Records for identifying positions:
· · · · ·

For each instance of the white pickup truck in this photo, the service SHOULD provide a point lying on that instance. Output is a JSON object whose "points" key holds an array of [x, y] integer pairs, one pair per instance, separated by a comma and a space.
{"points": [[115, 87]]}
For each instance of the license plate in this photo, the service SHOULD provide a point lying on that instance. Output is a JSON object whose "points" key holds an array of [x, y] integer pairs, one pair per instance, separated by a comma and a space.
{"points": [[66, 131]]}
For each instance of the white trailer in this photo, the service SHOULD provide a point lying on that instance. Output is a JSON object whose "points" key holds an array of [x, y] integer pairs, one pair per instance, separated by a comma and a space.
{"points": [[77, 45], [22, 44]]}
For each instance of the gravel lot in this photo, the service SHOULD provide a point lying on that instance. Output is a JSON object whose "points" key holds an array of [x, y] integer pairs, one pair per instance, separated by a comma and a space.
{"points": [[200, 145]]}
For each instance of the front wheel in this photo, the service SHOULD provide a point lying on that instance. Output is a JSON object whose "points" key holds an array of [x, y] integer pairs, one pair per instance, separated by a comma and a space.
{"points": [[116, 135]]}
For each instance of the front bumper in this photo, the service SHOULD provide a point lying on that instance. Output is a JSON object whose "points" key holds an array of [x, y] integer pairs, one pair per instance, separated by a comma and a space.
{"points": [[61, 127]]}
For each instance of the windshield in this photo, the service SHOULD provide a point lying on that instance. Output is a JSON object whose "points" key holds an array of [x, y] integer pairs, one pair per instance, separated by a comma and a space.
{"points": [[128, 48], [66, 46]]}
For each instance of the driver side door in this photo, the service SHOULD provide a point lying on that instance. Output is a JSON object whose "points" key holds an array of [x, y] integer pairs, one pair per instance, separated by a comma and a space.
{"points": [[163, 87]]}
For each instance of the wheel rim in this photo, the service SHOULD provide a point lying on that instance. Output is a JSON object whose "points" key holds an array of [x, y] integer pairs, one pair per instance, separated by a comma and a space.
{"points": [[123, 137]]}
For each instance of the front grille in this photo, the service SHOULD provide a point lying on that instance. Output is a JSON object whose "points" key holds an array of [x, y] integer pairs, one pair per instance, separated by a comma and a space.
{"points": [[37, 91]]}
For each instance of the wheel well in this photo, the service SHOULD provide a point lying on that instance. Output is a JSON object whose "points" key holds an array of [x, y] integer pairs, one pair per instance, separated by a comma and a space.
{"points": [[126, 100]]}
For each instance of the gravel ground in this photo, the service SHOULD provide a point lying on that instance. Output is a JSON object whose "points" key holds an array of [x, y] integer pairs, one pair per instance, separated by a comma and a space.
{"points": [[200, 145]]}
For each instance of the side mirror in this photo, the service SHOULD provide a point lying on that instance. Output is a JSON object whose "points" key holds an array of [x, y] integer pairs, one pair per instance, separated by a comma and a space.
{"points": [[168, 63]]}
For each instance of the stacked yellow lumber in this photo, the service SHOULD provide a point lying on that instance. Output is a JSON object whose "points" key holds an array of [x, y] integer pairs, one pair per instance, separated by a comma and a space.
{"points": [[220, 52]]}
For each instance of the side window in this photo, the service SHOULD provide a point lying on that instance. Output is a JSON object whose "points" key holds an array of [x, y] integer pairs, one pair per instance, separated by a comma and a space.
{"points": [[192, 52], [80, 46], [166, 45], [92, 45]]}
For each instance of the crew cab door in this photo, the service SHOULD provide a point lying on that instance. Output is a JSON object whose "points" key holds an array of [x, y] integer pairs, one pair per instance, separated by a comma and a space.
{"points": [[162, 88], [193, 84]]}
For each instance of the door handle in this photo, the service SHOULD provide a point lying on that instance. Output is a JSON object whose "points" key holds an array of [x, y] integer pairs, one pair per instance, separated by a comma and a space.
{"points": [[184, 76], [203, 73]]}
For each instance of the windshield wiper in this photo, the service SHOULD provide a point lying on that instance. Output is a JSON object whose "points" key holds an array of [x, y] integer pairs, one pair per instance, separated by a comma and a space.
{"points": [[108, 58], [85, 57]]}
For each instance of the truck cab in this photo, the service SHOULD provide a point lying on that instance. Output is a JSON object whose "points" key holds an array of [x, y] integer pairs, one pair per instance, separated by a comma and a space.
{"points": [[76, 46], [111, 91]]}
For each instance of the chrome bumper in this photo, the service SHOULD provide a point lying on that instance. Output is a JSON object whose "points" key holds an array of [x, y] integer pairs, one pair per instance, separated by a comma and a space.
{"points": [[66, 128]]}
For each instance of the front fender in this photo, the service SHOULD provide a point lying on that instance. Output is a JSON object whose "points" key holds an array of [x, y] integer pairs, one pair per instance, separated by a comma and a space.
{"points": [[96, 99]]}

· · · · ·

:: The problem ::
Can you rewrite the stretch from the line containing "For each instance of the front fender" through the end of the records, switching "front fender" to "rear fender" and leaving everything else unchanged?

:: Expected answer ::
For each instance of the rear fender in this photo, the service SHOULD provide a point lying on that instance. Output is a JSON object whose "points" key holds an array of [x, y] integer pairs, one pair per instance, separated by a comma and a space.
{"points": [[96, 99]]}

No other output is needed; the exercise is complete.